| Task set |
**1)** In the mailing list post about statistics after a crash, copy the passage word for word from "Re: RFE: Make statistics robust for unplanned events - Mailing" to "events  (Tomas Vondra <tomas.vondra@enterprisedb.com>)".
**2)** Decide whether each statement agrees with the mailing list post about statistics after a crash. Answer yes or no for each, and quote the words from the post that decide it. (a) One of the listed steps is to crash the machine with sysrq. (b) Magnus Hagander says autovacuum is not affected when the counters are reset. (c) The post warns that the database can go offline if autovacuum never runs.

| Selected extract |
================================

Re: RFE: Make statistics robust for unplanned events - Mailing list pgsql-hackers

From Magnus Hagander
Subject Re: RFE: Make statistics robust for unplanned events
Date
Msg-id CABUevEw=NphkS7h4rKpQhzKJiHBP_W8igr4_-a4NE00pUAbzbg@mail.gmail.com
Whole thread Raw
In response to Re: RFE: Make statistics robust for unplanned events  (Tomas Vondra <tomas.vondra@enterprisedb.com>)
Responses Re: RFE: Make statistics robust for unplanned events  (Patrik Novotny <panovotn@redhat.com>)
List pgsql-hackers
On Wed, Apr 21, 2021 at 5:02 PM Tomas Vondra
<tomas.vondra@enterprisedb.com> wrote:
>
>
>
> On 4/21/21 2:38 PM, Magnus Hagander wrote:
> > On Tue, Apr 20, 2021 at 2:00 PM Patrik Novotny <panovotn@redhat.com> wrote:
> >>
> >> Hello PostgreSQL Hackers,
> >>
> >> is it possible to preserve the PostgreSQL statistics on a server crash?
> >>
> >> Steps to reproduce the behaviour:
> >> 1) Observe the statistics counters, take note
> >> 2) Crash the machine, e.g. with sysrq; perhaps kill -9 on postgresql will already suffice
> >> 3) After recovery, observe the statistics counter again. Have they been reset to zero (Bad) or are they preserved
(Good).
> >>
> >> Resetting the counters to zero harms execution planning and auto_vacuum
> >> operations. That can cause growth of database as dead tuples are not removed
> >> at the right time. In the end the database can go offline if autovacuum never runs.
> >
> > The stats for the planner are store persistently in pg_stats though,
> > but autovacuum definitely takes a hit from it, and several other
> > things can too.
> >
> >> As far as I've checked, this would have to be implemented.

================================

[Data list]
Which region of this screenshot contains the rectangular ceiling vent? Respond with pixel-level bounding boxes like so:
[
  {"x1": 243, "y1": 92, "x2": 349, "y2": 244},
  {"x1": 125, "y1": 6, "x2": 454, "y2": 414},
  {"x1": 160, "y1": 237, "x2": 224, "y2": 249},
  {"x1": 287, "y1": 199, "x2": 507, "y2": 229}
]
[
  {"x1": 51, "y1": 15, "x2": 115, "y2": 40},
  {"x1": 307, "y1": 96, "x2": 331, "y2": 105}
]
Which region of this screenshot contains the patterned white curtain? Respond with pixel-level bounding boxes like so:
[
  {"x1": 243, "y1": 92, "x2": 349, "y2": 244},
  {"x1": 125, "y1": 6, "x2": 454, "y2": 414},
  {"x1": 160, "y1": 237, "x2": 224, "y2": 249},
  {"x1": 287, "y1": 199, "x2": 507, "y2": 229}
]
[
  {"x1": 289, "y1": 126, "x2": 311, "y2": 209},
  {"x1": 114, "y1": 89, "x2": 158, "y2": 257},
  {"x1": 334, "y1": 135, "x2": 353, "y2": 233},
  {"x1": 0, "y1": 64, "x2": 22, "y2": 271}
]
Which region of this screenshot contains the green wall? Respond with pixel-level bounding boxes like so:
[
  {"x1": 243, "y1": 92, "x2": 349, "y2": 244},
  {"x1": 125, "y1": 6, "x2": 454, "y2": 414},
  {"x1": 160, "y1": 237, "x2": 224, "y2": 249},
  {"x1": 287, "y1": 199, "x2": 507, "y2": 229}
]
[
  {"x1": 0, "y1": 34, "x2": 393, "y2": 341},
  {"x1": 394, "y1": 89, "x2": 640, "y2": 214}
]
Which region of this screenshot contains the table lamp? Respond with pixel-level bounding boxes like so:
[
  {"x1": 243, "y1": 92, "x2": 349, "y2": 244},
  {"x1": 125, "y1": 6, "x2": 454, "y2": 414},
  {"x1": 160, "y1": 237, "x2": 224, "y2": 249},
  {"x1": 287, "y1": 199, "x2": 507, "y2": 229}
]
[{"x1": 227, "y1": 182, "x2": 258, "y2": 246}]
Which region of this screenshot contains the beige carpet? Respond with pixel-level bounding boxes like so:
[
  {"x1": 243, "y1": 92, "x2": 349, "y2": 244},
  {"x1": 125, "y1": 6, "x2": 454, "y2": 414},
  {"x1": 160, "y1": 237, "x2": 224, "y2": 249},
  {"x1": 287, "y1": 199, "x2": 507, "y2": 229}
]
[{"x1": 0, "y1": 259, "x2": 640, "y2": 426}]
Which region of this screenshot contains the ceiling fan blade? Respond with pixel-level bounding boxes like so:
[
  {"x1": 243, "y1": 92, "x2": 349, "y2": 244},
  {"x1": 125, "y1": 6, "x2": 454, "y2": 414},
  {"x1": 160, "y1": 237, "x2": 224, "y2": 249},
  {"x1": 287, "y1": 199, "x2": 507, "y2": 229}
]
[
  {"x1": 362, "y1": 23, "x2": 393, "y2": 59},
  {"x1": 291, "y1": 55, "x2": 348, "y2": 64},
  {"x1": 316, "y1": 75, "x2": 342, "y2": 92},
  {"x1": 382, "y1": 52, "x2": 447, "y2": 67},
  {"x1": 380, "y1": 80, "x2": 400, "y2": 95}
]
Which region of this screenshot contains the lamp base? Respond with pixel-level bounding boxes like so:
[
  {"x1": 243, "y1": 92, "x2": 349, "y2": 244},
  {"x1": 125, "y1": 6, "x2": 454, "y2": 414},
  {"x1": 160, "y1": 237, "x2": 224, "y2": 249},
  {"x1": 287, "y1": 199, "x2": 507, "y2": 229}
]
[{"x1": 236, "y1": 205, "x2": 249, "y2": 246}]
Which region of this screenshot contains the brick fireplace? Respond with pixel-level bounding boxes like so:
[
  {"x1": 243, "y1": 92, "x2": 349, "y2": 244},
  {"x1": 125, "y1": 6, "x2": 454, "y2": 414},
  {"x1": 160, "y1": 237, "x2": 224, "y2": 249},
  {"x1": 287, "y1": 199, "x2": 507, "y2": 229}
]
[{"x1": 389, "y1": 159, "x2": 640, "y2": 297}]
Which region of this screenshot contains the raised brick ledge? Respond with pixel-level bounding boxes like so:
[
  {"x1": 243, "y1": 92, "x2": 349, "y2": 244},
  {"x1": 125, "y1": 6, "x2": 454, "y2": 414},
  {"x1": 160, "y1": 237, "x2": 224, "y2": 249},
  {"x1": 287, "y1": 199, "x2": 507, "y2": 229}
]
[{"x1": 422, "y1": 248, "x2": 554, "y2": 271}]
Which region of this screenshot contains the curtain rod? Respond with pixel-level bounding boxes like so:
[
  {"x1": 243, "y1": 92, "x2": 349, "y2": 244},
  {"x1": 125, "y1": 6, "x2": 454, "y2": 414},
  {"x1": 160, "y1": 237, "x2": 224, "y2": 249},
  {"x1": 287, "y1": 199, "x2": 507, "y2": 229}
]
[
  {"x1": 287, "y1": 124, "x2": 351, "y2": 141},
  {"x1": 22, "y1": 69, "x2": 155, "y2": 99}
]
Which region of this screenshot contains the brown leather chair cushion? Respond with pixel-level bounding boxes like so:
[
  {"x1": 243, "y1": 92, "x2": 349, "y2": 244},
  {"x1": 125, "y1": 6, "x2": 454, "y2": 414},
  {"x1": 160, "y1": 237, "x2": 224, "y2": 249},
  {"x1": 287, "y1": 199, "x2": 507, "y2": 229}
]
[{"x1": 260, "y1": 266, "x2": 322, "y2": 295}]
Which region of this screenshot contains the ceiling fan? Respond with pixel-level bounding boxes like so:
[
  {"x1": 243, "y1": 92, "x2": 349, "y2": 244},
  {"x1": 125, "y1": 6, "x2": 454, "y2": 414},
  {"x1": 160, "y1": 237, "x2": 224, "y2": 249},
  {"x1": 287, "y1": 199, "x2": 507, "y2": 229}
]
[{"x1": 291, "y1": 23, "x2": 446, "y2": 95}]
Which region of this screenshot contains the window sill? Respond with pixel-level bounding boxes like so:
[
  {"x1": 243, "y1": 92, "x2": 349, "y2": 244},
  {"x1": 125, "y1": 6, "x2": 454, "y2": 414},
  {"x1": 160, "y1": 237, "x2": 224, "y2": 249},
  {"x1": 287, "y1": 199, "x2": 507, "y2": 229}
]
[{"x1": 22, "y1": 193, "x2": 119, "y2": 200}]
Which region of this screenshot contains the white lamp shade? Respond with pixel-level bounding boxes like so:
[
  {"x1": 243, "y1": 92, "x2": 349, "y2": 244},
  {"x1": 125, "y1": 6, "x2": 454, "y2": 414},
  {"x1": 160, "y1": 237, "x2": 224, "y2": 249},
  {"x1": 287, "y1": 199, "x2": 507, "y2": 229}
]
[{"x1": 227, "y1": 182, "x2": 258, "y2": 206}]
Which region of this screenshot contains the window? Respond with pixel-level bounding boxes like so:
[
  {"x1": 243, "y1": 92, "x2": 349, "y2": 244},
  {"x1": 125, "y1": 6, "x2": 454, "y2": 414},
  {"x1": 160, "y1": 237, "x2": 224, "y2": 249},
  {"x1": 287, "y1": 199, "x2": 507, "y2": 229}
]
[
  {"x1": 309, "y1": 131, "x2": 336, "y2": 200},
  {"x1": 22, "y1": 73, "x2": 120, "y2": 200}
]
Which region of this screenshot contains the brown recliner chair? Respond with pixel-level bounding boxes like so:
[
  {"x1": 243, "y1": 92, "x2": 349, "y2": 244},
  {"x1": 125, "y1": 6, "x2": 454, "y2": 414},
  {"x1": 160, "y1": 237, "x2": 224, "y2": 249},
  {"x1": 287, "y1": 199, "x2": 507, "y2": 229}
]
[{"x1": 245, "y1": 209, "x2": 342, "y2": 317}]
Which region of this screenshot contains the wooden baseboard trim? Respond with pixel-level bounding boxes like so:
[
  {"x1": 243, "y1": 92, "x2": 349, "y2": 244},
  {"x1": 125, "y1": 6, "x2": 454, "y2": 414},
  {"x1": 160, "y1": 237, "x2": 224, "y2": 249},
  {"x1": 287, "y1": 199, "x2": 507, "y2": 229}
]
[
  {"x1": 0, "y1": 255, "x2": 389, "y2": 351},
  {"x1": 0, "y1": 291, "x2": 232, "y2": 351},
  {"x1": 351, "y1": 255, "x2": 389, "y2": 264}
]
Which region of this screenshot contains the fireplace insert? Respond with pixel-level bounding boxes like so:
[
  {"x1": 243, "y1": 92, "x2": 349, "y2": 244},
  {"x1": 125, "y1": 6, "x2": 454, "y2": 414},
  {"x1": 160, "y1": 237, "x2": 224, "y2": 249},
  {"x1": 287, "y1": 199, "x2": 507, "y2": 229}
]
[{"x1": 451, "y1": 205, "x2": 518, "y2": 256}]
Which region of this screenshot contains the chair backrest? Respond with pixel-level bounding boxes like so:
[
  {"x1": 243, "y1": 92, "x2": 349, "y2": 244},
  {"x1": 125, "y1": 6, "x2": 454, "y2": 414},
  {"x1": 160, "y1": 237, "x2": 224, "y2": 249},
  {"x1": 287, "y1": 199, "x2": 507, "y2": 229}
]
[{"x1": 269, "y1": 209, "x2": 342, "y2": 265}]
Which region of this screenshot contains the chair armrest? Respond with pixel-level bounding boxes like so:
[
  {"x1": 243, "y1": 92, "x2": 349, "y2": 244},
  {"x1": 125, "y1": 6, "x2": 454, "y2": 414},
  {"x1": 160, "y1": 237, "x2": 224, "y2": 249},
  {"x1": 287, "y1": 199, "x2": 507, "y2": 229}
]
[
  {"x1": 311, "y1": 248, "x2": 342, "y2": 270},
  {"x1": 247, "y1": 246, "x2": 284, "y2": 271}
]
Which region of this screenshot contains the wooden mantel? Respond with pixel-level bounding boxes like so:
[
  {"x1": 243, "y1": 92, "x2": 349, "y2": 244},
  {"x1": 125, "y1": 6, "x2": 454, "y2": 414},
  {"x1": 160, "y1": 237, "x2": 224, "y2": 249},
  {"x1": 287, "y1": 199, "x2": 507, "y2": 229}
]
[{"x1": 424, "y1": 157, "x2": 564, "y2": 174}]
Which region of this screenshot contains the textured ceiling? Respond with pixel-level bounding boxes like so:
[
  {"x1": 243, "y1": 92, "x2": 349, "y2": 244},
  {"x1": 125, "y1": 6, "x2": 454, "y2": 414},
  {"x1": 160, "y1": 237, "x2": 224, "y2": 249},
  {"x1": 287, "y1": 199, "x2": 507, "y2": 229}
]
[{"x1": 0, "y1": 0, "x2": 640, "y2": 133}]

================================

| Worked solutions |
**1)**
Re: RFE: Make statistics robust for unplanned events - Mailing list pgsql-hackers

From Magnus Hagander
Subject Re: RFE: Make statistics robust for unplanned events
Date
Msg-id CABUevEw=NphkS7h4rKpQhzKJiHBP_W8igr4_-a4NE00pUAbzbg@mail.gmail.com
Whole thread Raw
In response to Re: RFE: Make statistics robust for unplanned events  (Tomas Vondra <tomas.vondra@enterprisedb.com>)

**2)**
(a) Yes: "Crash the machine, e.g. with sysrq"
(b) No: "but autovacuum definitely takes a hit from it"
(c) Yes: "In the end the database can go offline if autovacuum never runs."